(Photo labels with boxes)

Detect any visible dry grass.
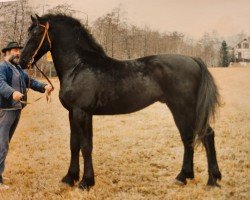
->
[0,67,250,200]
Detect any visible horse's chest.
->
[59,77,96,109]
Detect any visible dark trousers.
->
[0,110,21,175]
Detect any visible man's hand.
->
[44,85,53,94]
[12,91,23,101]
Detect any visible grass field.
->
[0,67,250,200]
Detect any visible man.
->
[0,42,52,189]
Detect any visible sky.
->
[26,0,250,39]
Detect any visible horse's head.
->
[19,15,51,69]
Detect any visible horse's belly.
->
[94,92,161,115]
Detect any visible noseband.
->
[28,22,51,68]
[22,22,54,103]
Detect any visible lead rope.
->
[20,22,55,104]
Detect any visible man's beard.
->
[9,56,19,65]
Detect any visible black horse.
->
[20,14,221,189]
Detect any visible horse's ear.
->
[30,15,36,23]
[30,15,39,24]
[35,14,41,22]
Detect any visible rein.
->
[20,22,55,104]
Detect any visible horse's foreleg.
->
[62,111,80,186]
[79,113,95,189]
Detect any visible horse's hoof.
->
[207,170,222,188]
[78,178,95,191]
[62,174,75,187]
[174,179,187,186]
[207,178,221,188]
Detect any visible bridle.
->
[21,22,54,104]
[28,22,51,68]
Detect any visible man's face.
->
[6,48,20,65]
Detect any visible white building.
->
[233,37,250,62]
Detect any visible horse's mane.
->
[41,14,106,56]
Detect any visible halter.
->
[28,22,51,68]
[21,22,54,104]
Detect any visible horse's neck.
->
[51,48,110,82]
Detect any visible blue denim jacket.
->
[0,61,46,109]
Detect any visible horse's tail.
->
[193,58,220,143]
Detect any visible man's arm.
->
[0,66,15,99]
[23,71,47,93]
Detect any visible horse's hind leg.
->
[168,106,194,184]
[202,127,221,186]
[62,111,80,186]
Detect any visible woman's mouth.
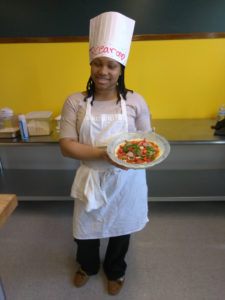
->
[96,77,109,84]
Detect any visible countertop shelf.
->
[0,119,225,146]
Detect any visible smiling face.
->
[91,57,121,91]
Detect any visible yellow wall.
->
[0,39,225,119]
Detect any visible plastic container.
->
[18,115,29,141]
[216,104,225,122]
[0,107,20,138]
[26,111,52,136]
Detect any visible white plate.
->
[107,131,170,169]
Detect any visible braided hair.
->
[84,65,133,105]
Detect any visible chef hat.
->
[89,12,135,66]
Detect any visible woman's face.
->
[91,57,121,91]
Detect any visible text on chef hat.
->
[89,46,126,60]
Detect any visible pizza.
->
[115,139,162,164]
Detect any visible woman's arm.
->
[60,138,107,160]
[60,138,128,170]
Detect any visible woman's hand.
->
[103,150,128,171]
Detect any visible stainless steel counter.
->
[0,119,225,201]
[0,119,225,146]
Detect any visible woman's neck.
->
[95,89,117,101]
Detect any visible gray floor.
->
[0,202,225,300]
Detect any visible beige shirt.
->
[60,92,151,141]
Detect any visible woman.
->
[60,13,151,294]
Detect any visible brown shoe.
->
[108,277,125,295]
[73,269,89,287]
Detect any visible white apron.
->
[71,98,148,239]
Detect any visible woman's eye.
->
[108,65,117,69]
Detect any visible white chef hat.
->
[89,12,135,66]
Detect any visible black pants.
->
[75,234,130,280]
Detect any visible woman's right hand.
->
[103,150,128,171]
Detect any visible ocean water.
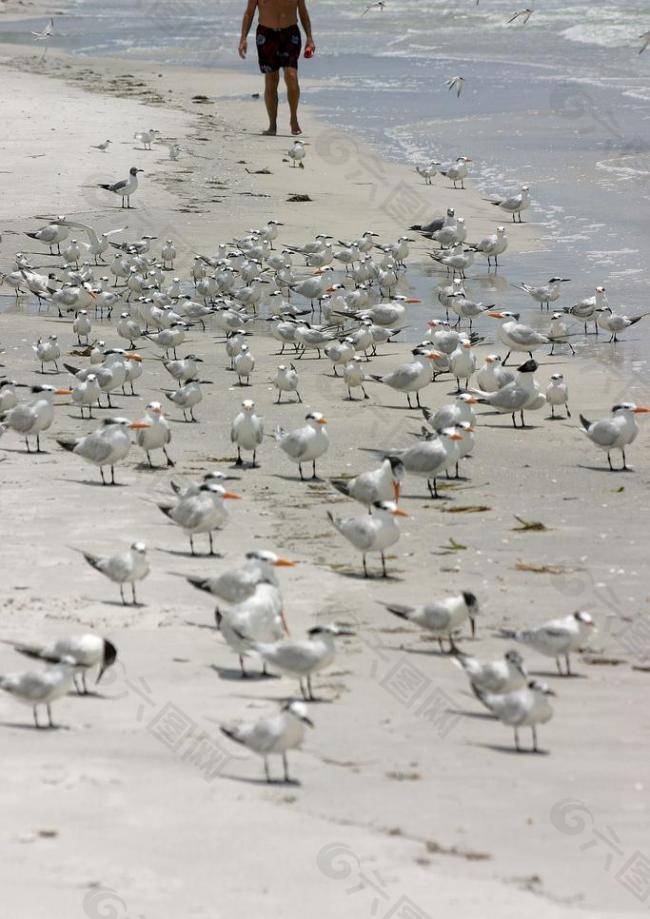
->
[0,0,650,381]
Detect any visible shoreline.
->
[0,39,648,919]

__EXERCISE REQUIREMENTS__.
Can you copy every row above word for word, with all of its boxes, and leave the pictures out?

__IN RESPONSE__.
Detect any visible dry grass.
->
[0,67,250,200]
Detect any visible horse's chest.
->
[59,77,96,109]
Detect any visible dark trousers.
->
[0,110,21,175]
Detect any visible man's hand.
->
[44,85,53,94]
[12,91,23,101]
Detect any visible grass field.
->
[0,67,250,200]
Detect any visible man.
->
[0,42,52,189]
Detect any visible sky.
->
[26,0,250,39]
Detect any visible horse's head.
->
[19,15,51,69]
Detect any visible horse's belly.
->
[94,92,161,115]
Detect any visible noseband.
->
[28,22,51,68]
[22,22,54,103]
Detect any visible lead rope.
->
[20,22,55,104]
Detect any visible man's beard.
->
[9,56,19,65]
Detect any visible black horse.
->
[20,14,221,189]
Detect any visible horse's ear.
->
[30,15,36,23]
[30,15,39,24]
[35,14,41,22]
Detect any visible rein.
->
[20,22,55,104]
Detect any visible horse's foreleg.
->
[62,111,80,186]
[79,113,95,189]
Detect any visible horse's hoof.
->
[207,170,222,188]
[78,178,95,191]
[62,174,75,187]
[174,179,187,186]
[207,178,221,188]
Detect any visible bridle.
->
[21,22,54,104]
[28,22,51,68]
Detect any visible man's face.
->
[6,48,20,65]
Detect any visible white building.
->
[233,37,250,62]
Detect any visible horse's mane.
->
[41,14,106,56]
Detect any visible halter.
->
[28,22,51,68]
[21,22,54,104]
Detect any visible horse's neck.
->
[51,48,110,82]
Detect any visible blue denim jacket.
->
[0,61,46,109]
Detect any visible horse's tail.
->
[193,58,220,143]
Detect any visible man's arm.
->
[0,66,15,99]
[23,71,47,93]
Detect any visible horse's hind leg.
->
[168,106,194,184]
[202,127,221,186]
[62,111,80,186]
Detect any visible woman's mouth.
->
[96,77,109,84]
Detect any visible countertop shelf.
->
[0,119,225,146]
Detect any visible smiling face.
->
[91,57,121,91]
Detect any visible yellow wall.
->
[0,39,225,119]
Detect any visible plastic container.
->
[18,115,29,141]
[216,104,225,122]
[0,107,20,138]
[26,111,52,136]
Detect any visible white plate.
->
[107,131,170,169]
Detect any visible braided hair.
->
[84,65,133,105]
Detect any visible chef hat.
->
[89,12,135,66]
Detect any visible woman's face.
->
[91,57,121,91]
Detect any visible text on chef hat.
->
[89,46,126,60]
Detect any visible pizza.
->
[115,139,162,164]
Detect any visible woman's arm.
->
[60,138,107,160]
[60,138,128,170]
Detect any visible woman's hand.
->
[103,150,128,171]
Detect any visible stainless steel counter.
->
[0,119,225,201]
[0,119,225,146]
Detect any visible woman's neck.
->
[95,89,117,101]
Detect any visible gray floor.
->
[0,202,225,300]
Detect any visible beige shirt.
->
[60,92,151,141]
Detect any visible woman.
->
[60,13,151,294]
Detect any visible brown shoe.
->
[108,277,125,295]
[73,269,89,287]
Detect any visible white apron.
->
[71,98,148,239]
Detect any visible woman's eye.
->
[108,65,117,69]
Detect any visible white chef hat.
->
[89,12,135,66]
Detect any visible black pants.
->
[75,234,130,280]
Detect any visible woman's right hand.
->
[103,150,128,171]
Detect any visible ocean water.
->
[0,0,650,381]
Detect any visible shoreline.
->
[0,39,648,919]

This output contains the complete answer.